§ **Fragmento para leer**:
------------------------------------------------

Sí, El País, que se vende como el bastión del pensamiento libre, siempre ha estado al servicio del poder globalista. Ayer con Polanco y Cebrián. Hoy con Amber Capital y su agenda internacionalista. Dicen defender al pueblo, pero se sientan con quienes deciden sobre nuestras vidas sin que les votemos.
Eso no cuadra con el “progresismo de plató” de El País. Un progresismo de élite, que desprecia al pueblo cuando piensa con cabeza propia. Que aplaude la libertad… siempre que no desafíe el guion.
Hipocresía sin rubor
El mismo medio que dice defender la “diversidad de ideas” y la “libertad de prensa”, silencia una columna sin explicaciones. El mismo diario que se rasga las vestiduras por las libertades en otros países, calla a sus propios colaboradores cuando no sirven al relato. ¿Es libertad de expresión si solo publicas lo que aprueba el Consejo de Administración?
Esto no es nuevo. Ya expulsaron o marginaron a Fernando Savater, a críticos culturales, a analistas que incomodaban. No por ultraderechistas, sino por libres. Porque el verdadero problema de El País no es la derecha ni la izquierda que hacen juego con el mobiliario. Es el miedo a la libertad de quien se sí se enfrenta al sistema.
¿Qué nos jugamos?
Lo que ha pasado con Ana Iris Simón no es un caso aislado. Es un síntoma. Un medio que presume de democracia, pero censura al discrepante, traiciona su misión más sagrada. Porque el periodismo, si no es libre, es propaganda.

------------------------------------------------

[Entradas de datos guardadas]
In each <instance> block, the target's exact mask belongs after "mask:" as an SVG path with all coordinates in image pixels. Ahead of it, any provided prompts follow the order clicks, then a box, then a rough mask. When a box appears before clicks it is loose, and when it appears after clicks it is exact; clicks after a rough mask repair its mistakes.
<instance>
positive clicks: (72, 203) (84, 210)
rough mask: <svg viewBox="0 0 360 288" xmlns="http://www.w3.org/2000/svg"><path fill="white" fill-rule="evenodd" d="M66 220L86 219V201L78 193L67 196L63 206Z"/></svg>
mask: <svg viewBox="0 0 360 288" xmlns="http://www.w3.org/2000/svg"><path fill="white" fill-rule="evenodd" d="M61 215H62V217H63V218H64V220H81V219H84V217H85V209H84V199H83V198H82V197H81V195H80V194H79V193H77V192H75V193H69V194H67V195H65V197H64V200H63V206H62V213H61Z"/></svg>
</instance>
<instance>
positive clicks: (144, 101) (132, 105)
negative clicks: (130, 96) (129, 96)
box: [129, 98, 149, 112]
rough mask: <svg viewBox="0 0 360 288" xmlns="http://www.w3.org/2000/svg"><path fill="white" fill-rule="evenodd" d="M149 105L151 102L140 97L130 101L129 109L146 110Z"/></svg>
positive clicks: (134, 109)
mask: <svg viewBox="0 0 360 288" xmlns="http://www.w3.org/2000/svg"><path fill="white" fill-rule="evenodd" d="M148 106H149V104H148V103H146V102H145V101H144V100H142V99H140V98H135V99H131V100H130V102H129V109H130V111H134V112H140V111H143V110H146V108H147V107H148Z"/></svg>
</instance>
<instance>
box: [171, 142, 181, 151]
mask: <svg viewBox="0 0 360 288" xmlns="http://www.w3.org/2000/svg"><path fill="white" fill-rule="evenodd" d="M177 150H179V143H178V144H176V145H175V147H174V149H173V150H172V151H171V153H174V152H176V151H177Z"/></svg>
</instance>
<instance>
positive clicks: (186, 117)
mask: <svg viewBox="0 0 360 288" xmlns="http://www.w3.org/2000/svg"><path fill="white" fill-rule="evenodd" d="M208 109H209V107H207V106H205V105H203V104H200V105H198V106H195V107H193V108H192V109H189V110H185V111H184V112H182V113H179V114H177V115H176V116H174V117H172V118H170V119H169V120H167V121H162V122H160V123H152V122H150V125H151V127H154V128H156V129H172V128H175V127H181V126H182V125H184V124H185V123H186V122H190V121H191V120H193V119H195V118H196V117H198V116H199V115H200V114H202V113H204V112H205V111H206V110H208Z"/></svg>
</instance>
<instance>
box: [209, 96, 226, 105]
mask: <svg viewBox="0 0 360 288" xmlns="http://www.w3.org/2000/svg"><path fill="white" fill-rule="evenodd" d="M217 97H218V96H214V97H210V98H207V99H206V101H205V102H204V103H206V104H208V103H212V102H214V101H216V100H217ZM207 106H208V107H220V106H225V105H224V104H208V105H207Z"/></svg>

------------------------------------------------

§ **Requisitos del ejercicio**:
A – Reproduce sin cambios el texto sobre El País desde "Sí, El País, que" hasta "desafíe el guion.".
B – Según el texto sobre El País, ¿al servicio de quién está hoy el diario?
C – Retoma el texto sobre El País y continúalo a partir de donde termina.
El listado no interviene en este ejercicio.

§ **Respuestas escritas**:
A –
Sí, El País, que se vende como el bastión del pensamiento libre, siempre ha estado al servicio del poder globalista. Ayer con Polanco y Cebrián. Hoy con Amber Capital y su agenda internacionalista. Dicen defender al pueblo, pero se sientan con quienes deciden sobre nuestras vidas sin que les votemos.
Eso no cuadra con el “progresismo de plató” de El País. Un progresismo de élite, que desprecia al pueblo cuando piensa con cabeza propia. Que aplaude la libertad… siempre que no desafíe el guion.

B – De Amber Capital y su agenda internacionalista.

C –
La censura —cuando se da en las democracias formales— rara vez es explícita. Opera por omisión, por exclusión selectiva, por silenciamiento estratégico. Y el lector, acostumbrado a recibir sin cuestionar, ni siquiera nota lo que ya no le dejan leer. Quieren una izquierda domesticada, sin raíces ni preguntas. Un feminismo de eslóganes, no de maternidades reales. Una espiritualidad de museo, no de calle.
Y frente a eso, la voz de Ana Iris Simón representa un peligro: piensa por cuenta propia. Habla desde la experiencia, no desde la cátedra. Y eso no se perdona.
Ana Iris Simón no escribe para agradar. Ni para encajar. Su prosa rural, obrera, materna, cristiana, ha puesto nerviosos a quienes creen tener el monopolio del relato. Su crítica no es reaccionaria: es profundamente humana. Y por eso molesta.
Se trata de si los grandes medios están al servicio de una ciudadanía plural o de una élite ideológica que define qué es aceptable pensar y qué no. Es el derecho a la pluralidad, sin pedir permiso al Club Bilderberg.
Que no te callen
Presumen de feminismo, pero censuran a una mujer que piensa por sí misma. Presumen de periodismo ético, pero están al servicio de fondos especulativos, bancos y lobbies energéticos.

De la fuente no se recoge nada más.